───── TEKST

Zbigniew Rau zastąpił Jacka Czaputowicza na stanowisku Ministra Spraw Zagranicznych – poinformował PAP. Rau jest profesorem nauk prawnych z Łodzi, byłym senatorem i wojewodą łódzkim. Przed nominacją piastował funkcję posła i przewodniczącego Komisji Spraw Zagranicznych.

Jak poinformowała w czwartek Polska Agencja Prasowa, profesor nauk prawnych i były wojewoda łódzki Zbigniew Rau zastąpił Jacka Czaputowicza na stanowisku Ministra Spraw Zagranicznych.

“Zaproponowaliśmy tę funkcję już jakiś czas temu, w ślad za oświadczeniem pana ministra Jacka Czaputowicza o rezygnacji, panu przewodniczącemu komisji spraw zagranicznych w Sejmie Zbigniewowi Rauowi” – poinformował na konferencji prasowej premier Mateusz Morawiecki. Decyzja miała być konsultowana z prezydentem Dudą.

──────────
───── DOSTARCZONY MATERIAŁ

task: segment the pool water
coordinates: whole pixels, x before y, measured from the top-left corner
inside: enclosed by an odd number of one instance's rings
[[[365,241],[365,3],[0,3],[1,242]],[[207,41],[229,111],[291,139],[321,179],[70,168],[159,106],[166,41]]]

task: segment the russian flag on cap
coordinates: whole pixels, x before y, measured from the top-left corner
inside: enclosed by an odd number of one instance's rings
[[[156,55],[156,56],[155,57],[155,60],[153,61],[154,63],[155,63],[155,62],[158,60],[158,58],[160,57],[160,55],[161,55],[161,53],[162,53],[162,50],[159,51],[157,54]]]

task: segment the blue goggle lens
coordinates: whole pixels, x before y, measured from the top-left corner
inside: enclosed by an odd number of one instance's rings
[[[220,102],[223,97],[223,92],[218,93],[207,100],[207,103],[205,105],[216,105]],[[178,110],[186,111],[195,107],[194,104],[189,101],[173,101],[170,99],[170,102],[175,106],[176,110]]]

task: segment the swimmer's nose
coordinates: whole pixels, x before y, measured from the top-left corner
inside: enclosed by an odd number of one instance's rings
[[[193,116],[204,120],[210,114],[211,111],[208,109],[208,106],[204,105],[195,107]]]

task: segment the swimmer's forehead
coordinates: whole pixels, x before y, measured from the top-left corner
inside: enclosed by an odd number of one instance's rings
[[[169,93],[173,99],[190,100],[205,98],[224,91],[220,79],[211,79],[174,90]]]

──────────

● POLECENIE A
Kto według tekstu o nominacji Zbigniewa Raua przekazał na konferencji prasowej informację o zaproponowaniu mu funkcji ministra?
● POLECENIE B
Czy poniższe zdania zgadzają się z tekstem o nominacji Zbigniewa Raua? Przy każdym odpowiedz „tak” albo „nie” i przytocz rozstrzygające słowa tekstu.
(i) Zbigniew Rau był wcześniej wojewodą łódzkim.
(ii) Polska Agencja Prasowa podała informację o zmianie na stanowisku ministra w piątek.
(iii) Decyzja miała być konsultowana z prezydentem Dudą.
● POLECENIE C
Przepisz z tekstu o nominacji Zbigniewa Raua fragment od słów "Jak poinformowała w" do słów "z prezydentem Dudą.".

● PEŁNA ODPOWIEDŹ A
Premier Mateusz Morawiecki.

● PEŁNA ODPOWIEDŹ B
(i) Tak: „byłym senatorem i wojewodą łódzkim”.
(ii) Nie: „Jak poinformowała w czwartek Polska Agencja Prasowa”.
(iii) Tak: „Decyzja miała być konsultowana z prezydentem Dudą.”

● PEŁNA ODPOWIEDŹ C
Jak poinformowała w czwartek Polska Agencja Prasowa, profesor nauk prawnych i były wojewoda łódzki Zbigniew Rau zastąpił Jacka Czaputowicza na stanowisku Ministra Spraw Zagranicznych.

“Zaproponowaliśmy tę funkcję już jakiś czas temu, w ślad za oświadczeniem pana ministra Jacka Czaputowicza o rezygnacji, panu przewodniczącemu komisji spraw zagranicznych w Sejmie Zbigniewowi Rauowi” – poinformował na konferencji prasowej premier Mateusz Morawiecki. Decyzja miała być konsultowana z prezydentem Dudą.